- _GOAL_
Transcribe only the part of the listing below that begins at the line containing "of the gray" and runs to its final line, keeping both ends.

- _EXERCISE MATERIALS_
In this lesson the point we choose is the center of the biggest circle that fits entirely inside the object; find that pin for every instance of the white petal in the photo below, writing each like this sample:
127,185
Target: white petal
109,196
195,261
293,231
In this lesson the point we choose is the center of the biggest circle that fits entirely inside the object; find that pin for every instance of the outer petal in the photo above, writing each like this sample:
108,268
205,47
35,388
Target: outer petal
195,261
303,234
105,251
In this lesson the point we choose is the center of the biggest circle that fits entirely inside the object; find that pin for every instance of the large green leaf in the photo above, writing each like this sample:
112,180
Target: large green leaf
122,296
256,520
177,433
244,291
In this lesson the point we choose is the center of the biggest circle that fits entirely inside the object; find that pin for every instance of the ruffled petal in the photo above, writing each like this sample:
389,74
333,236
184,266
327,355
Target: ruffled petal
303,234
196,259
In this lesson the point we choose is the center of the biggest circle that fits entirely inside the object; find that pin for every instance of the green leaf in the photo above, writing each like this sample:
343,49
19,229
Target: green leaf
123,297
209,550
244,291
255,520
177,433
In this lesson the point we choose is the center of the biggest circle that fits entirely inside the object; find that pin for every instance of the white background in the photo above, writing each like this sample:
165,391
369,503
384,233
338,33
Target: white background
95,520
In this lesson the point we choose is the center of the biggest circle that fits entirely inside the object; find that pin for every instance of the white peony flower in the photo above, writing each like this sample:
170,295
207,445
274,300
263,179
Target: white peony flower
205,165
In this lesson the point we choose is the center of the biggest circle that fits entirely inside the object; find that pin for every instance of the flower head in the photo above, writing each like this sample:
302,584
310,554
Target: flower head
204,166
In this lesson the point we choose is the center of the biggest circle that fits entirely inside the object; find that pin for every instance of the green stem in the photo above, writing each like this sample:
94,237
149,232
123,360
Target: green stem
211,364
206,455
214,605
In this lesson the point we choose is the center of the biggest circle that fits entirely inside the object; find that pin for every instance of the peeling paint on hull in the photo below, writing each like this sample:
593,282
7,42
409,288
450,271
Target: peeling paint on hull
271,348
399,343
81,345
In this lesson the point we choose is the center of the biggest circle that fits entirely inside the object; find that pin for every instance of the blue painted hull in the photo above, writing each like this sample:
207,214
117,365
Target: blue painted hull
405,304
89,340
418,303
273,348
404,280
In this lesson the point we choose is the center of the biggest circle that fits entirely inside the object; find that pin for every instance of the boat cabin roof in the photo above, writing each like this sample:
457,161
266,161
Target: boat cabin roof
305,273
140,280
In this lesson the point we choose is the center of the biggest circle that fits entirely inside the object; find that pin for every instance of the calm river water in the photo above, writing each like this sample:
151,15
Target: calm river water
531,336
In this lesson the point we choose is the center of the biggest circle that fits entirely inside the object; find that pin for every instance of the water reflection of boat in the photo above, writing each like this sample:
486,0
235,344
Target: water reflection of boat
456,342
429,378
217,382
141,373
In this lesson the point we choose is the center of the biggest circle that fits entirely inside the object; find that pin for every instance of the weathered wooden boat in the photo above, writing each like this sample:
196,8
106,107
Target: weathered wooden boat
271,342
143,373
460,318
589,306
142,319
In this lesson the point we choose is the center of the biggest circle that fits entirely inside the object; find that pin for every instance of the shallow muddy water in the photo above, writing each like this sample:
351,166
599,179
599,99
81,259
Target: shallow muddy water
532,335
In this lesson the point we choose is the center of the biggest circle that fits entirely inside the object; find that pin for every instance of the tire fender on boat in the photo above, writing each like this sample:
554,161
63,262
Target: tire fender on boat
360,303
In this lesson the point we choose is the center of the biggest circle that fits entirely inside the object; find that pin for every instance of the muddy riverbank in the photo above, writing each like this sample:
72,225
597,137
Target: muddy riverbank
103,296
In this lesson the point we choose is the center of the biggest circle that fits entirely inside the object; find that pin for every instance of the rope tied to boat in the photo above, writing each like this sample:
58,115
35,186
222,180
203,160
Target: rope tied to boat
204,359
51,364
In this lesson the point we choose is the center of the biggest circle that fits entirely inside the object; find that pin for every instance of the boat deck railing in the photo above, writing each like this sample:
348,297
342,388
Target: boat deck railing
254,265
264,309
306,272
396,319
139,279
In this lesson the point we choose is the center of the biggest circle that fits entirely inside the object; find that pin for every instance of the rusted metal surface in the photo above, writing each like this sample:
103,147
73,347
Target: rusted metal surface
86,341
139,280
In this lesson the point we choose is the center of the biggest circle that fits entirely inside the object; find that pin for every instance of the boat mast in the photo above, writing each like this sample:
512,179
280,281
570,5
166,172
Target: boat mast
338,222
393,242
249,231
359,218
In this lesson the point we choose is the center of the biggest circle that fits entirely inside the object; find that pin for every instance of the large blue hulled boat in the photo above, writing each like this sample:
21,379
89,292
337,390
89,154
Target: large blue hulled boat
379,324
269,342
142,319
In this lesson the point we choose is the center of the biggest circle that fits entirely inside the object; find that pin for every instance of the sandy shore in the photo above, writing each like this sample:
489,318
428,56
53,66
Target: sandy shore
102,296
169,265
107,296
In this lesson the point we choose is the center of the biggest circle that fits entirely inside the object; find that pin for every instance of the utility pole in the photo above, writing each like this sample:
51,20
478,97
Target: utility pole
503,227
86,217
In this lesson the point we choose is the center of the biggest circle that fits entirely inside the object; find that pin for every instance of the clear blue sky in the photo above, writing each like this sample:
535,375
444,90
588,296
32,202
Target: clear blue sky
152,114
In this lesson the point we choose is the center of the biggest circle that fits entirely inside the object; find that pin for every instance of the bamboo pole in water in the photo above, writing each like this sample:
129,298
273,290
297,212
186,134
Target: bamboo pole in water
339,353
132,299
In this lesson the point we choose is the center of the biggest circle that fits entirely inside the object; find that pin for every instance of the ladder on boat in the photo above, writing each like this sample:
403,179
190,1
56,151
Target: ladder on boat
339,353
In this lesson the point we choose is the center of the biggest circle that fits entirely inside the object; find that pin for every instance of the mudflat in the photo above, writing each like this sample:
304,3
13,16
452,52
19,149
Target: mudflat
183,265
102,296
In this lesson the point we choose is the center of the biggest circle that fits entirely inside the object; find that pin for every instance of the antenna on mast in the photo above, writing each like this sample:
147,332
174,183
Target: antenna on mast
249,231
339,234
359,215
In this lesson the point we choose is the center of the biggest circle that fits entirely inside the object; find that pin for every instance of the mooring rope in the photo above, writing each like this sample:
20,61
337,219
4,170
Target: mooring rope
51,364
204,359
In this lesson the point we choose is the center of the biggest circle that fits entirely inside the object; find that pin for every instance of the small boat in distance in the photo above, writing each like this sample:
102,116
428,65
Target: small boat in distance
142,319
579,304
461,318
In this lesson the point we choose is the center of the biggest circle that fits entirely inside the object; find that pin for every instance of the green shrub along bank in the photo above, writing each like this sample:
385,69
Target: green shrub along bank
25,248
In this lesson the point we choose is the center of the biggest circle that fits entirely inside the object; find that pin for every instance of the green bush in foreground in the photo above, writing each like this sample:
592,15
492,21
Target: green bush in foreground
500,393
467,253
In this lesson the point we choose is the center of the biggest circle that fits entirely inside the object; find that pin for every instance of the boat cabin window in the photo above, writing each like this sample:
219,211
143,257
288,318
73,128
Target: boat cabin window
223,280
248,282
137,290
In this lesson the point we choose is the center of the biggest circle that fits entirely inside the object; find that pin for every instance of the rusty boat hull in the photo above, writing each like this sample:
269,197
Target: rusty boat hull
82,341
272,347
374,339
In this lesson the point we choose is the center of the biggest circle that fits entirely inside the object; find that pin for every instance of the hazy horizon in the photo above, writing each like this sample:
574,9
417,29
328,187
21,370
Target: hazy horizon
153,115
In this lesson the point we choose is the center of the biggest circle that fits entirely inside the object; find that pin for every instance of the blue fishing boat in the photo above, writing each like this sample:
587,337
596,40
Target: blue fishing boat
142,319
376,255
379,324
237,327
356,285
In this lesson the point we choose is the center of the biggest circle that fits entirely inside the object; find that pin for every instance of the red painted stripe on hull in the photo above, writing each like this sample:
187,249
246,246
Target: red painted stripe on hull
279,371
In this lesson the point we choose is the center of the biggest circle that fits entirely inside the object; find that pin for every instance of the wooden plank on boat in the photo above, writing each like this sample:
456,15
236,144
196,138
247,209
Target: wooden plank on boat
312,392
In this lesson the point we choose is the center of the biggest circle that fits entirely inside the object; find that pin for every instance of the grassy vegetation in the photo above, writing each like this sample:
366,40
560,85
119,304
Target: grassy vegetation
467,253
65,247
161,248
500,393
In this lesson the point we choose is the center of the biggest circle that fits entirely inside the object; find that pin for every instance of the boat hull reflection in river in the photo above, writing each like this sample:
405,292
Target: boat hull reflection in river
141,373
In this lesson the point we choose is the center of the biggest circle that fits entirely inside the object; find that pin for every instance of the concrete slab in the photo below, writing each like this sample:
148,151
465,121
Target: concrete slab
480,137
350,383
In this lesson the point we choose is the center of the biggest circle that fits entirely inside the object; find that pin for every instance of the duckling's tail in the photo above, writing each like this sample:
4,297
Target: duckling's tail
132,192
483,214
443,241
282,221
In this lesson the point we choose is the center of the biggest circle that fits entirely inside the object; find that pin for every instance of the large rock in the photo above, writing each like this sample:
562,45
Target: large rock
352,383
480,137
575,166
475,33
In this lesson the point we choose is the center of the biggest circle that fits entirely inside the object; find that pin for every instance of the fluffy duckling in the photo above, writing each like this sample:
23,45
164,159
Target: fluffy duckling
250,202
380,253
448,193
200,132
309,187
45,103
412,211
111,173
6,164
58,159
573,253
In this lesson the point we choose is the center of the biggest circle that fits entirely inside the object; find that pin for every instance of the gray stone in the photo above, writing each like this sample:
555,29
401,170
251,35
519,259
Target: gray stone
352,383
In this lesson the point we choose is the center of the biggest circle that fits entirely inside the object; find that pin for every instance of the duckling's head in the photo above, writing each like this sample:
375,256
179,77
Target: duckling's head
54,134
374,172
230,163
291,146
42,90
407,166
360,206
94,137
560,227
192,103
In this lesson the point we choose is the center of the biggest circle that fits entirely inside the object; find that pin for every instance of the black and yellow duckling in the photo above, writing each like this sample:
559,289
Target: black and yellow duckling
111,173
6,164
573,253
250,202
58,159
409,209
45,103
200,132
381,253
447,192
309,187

- _SOLVED EXERCISE_
In this lesson the point we choose is the center of the biggest circle that fits entirely inside the object; find that pin for every instance of the gray stone in the photo above, writing each like this sample:
555,29
401,170
251,35
519,259
Target: gray stone
352,383
In this lesson the point we choose is the center of the biggest circle that fits entirely inside the object; find that pin for every instance of the duckling's head in the photo above, writing each like this sample:
375,256
179,77
Target: duckling's head
54,134
374,172
230,163
291,146
42,90
407,166
360,206
94,137
560,227
192,103
In this lesson the point we choose is the center of the biggest circle that fits entirely inside the object; find that pin for every instance of the black and yellow duckling in the photo above, writing each like this sample:
559,289
Target: black and yellow duckling
111,173
6,164
573,253
250,202
58,159
409,209
45,103
200,132
381,253
447,192
309,187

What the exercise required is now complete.